━━ Records to process

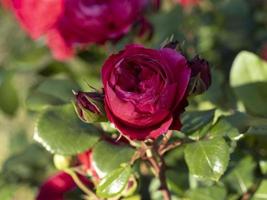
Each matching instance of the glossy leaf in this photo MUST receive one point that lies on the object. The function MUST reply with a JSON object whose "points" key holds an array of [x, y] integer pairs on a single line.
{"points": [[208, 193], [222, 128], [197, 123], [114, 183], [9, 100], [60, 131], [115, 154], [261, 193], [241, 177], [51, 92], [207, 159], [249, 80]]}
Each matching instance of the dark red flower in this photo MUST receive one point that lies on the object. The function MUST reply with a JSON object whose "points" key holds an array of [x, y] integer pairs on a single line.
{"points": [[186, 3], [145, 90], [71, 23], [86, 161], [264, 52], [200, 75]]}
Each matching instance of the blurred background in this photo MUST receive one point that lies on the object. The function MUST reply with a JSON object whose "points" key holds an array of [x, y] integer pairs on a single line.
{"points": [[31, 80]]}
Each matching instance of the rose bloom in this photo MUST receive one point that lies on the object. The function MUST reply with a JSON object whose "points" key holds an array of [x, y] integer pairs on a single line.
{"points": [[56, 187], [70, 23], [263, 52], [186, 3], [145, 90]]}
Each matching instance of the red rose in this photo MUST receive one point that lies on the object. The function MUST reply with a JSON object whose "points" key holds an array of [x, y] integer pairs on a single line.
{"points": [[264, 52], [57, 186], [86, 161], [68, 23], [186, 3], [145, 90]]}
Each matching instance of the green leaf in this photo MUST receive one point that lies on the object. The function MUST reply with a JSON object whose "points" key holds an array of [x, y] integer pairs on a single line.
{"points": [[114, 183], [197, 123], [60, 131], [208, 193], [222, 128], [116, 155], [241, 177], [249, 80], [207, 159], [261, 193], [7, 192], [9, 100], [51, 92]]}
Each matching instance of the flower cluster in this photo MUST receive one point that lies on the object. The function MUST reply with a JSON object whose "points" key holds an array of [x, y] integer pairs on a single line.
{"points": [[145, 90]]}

━━━━

→ **Problem statement**: Your reply should be the full data above, copied exactly, with no pictures in it.

→ **Solution for this exercise**:
Each matching instance of the glossy leaf in this photo MUST receive one point that lies on the object. The function MUST reply with a JSON object whose "points" key holds an array of [x, y] integer pairs on a single line.
{"points": [[208, 193], [222, 128], [197, 123], [114, 183], [9, 100], [60, 131], [115, 154], [261, 193], [241, 177], [51, 92], [207, 159], [249, 80]]}
Each matching instance of the dark red flower in this photo MUST receive one point that lies on the object. The function MUST reply with a JSON object whose "points" key holds an array of [x, y] integer pairs on a single line.
{"points": [[186, 3], [145, 90], [71, 23], [86, 161], [264, 52], [200, 75]]}
Each matching instance of the blurred background in this photo MUST receive one point that lies on the object. The function MUST reply with a JSON object whose "points" key holds an array of [x, y] integer pairs on a single line.
{"points": [[31, 80]]}
Each matching instance of the rose bloom in this photo MUST receive one point that lies on the object. The function MUST reply with a JSON object whose "points" key holds an array of [x, y] integer pairs on a single line.
{"points": [[56, 187], [70, 23], [263, 52], [186, 3], [145, 90]]}
Each matching instance of the red rose in this photo MUST receive one point that lies on the object. The function MUST reply with a JSON object whose "points" key holds an array of [x, y] integer pairs on a single line.
{"points": [[264, 52], [57, 186], [86, 161], [68, 23], [186, 3], [145, 90]]}
Each matching instance of the green leaf in this photo MUST receive one point that lies on the object. The function MUST reply with a JSON object whose "points" key holds an array of [x, y] integer pairs on a single line.
{"points": [[114, 183], [197, 123], [60, 131], [208, 193], [222, 128], [116, 155], [241, 177], [249, 80], [207, 159], [261, 193], [7, 192], [9, 100], [51, 92]]}
Each matching instance of the flower cluster in this photo MUST receive one point that lies on the object. The function MUST reply with a JSON object whose "points" key holds an array of [x, y] integer pairs on a single line.
{"points": [[145, 90]]}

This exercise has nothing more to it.